Representative of the British monarch in Guernsey

The lieutenant governor of Guernsey is the representative of the British monarch in the Bailiwick of Guernsey, a Crown dependency of the British Crown. The role of the lieutenant governor is to act as the de facto head of state in Guernsey and as liaison between the governments of Guernsey and the United Kingdom. The holder of this office is also ex officio a member of the States of Guernsey but may not vote and, by convention, speaks in the Chamber only on appointment and on departure from post. The duties are primarily diplomatic and ceremonial. He has the authority to appoint two members of the board of governors of Elizabeth College and the Priaulx Library.

The lieutenant governor has his own flag in Guernsey, the Union Flag defaced with the Bailiwick's coat of arms.

==History==
The Crown appointed Wardens or Keepers to represent its interests in the Channel Islands. After 1473 separate Wardens were appointed for Guernsey and Jersey, the title of Captain or Governor also being used. Around the early 17th century the title of Governor was settled upon, although those appointed to the position of Governor adopted the practice of appointing a lieutenant to carry out their duties in their absence. By the 19th century the post of Governor of Guernsey had become a sinecure and the position was abolished in 1835. Since then Lieutenant Governors have continued to be appointed.

In 2010 it was announced that the next Lieutenant-Governor would be recommended to the Crown by a Guernsey panel consisting of the Bailiff of Guernsey, the Seigneur of Sark, and the President of the States of Alderney, sitting with a human resources professional. This new system replaced the previous system of the appointment being made by the Crown on the recommendation of UK ministers. The first person selected by this process was former RAF officer Air Marshal Peter Walker, who was sworn in on 15 April 2011.

-- DATA TO EXAMINE --
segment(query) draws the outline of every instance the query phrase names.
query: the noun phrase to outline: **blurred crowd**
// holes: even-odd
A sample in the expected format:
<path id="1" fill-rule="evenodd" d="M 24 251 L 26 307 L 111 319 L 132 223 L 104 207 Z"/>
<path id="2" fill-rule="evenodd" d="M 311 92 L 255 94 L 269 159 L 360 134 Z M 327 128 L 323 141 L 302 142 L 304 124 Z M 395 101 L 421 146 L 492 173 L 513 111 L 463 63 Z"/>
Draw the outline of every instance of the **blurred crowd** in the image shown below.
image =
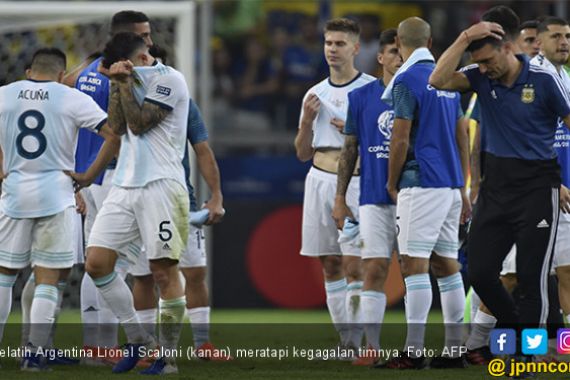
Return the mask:
<path id="1" fill-rule="evenodd" d="M 239 15 L 240 2 L 216 2 L 213 39 L 214 125 L 248 130 L 295 130 L 302 97 L 328 76 L 317 15 L 272 12 L 258 20 L 257 2 L 243 21 L 229 27 L 224 19 Z M 358 15 L 362 27 L 357 68 L 376 75 L 380 18 Z M 229 111 L 231 110 L 231 111 Z"/>

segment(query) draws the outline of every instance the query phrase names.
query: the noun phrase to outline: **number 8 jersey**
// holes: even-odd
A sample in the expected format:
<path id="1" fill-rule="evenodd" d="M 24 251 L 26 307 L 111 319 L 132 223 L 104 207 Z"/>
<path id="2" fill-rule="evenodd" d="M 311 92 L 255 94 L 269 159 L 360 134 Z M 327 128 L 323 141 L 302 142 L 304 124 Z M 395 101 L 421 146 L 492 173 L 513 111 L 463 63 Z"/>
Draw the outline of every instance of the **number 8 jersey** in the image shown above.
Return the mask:
<path id="1" fill-rule="evenodd" d="M 57 214 L 75 204 L 72 180 L 79 128 L 98 131 L 107 114 L 88 95 L 53 81 L 0 87 L 4 154 L 1 210 L 12 218 Z"/>

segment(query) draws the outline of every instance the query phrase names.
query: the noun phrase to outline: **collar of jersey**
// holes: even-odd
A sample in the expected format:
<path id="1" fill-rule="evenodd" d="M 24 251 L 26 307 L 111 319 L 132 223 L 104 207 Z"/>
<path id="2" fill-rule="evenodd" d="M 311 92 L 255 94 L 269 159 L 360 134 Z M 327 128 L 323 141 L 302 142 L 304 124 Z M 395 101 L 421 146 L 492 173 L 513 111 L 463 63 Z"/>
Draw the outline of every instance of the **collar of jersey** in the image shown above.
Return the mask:
<path id="1" fill-rule="evenodd" d="M 53 80 L 49 80 L 49 79 L 46 79 L 46 80 L 38 80 L 38 79 L 29 79 L 29 78 L 28 78 L 28 79 L 26 79 L 26 80 L 29 80 L 30 82 L 34 82 L 34 83 L 47 83 L 47 82 L 55 82 L 55 81 L 53 81 Z"/>
<path id="2" fill-rule="evenodd" d="M 528 73 L 529 73 L 528 68 L 530 66 L 530 60 L 526 55 L 516 54 L 515 57 L 517 57 L 517 59 L 523 64 L 523 67 L 521 69 L 521 72 L 519 73 L 519 76 L 515 80 L 515 83 L 513 83 L 512 87 L 515 87 L 516 85 L 519 84 L 525 84 L 528 82 Z M 495 79 L 493 79 L 491 83 L 493 84 L 493 87 L 494 86 L 506 87 L 504 84 L 500 83 Z"/>
<path id="3" fill-rule="evenodd" d="M 354 78 L 352 78 L 352 80 L 350 80 L 350 81 L 348 81 L 347 83 L 344 83 L 344 84 L 334 84 L 334 83 L 331 81 L 331 77 L 329 77 L 329 84 L 330 84 L 331 86 L 333 86 L 333 87 L 346 87 L 346 86 L 350 85 L 352 82 L 354 82 L 355 80 L 357 80 L 358 78 L 360 78 L 361 75 L 362 75 L 362 72 L 359 71 L 358 74 L 356 74 L 356 76 L 355 76 Z"/>

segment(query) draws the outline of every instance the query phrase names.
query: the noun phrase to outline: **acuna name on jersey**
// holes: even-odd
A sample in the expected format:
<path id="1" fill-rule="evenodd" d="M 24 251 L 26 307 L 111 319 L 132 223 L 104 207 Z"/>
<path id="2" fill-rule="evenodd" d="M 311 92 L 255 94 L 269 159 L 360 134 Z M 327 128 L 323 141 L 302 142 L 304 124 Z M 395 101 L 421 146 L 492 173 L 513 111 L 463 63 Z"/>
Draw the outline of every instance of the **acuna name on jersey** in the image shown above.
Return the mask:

-- PROBLEM STATEMENT --
Copy the passage on the lieutenant governor of Guernsey word for word, starting at "Representative of the British monarch in Guernsey" and ending at "coat of arms.".

-- WRITTEN SOLUTION --
Representative of the British monarch in Guernsey

The lieutenant governor of Guernsey is the representative of the British monarch in the Bailiwick of Guernsey, a Crown dependency of the British Crown. The role of the lieutenant governor is to act as the de facto head of state in Guernsey and as liaison between the governments of Guernsey and the United Kingdom. The holder of this office is also ex officio a member of the States of Guernsey but may not vote and, by convention, speaks in the Chamber only on appointment and on departure from post. The duties are primarily diplomatic and ceremonial. He has the authority to appoint two members of the board of governors of Elizabeth College and the Priaulx Library.

The lieutenant governor has his own flag in Guernsey, the Union Flag defaced with the Bailiwick's coat of arms.